:: EXCERPTED DATA ::

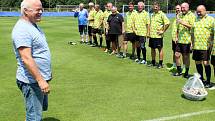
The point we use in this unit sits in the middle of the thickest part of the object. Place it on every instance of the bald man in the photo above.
(174, 31)
(185, 22)
(33, 59)
(82, 15)
(202, 39)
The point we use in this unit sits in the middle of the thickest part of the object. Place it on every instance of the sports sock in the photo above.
(160, 62)
(138, 52)
(153, 62)
(179, 69)
(144, 53)
(208, 73)
(199, 68)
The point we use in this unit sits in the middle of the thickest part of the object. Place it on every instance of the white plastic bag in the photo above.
(194, 88)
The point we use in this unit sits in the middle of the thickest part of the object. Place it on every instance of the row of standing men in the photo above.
(190, 33)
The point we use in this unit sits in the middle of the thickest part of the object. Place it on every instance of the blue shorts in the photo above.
(35, 100)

:::

Reproduce verbatim the lines of the listing that begin with the line containing "bag in the photo above." and continue through the end of the listing.

The point we use in this unit sits in the middle of the thickest part of the object. Place it on every instance of the white plastic bag in the photo above.
(194, 88)
The point we use in this unit sits in the middle of the thickest part of the object. Place it on every instance of the row of standing men in the photo above.
(190, 33)
The point we use in this unit sits in the middle of the thickest part of the object. Place it on every instance of the blue shorts in the photo above.
(35, 100)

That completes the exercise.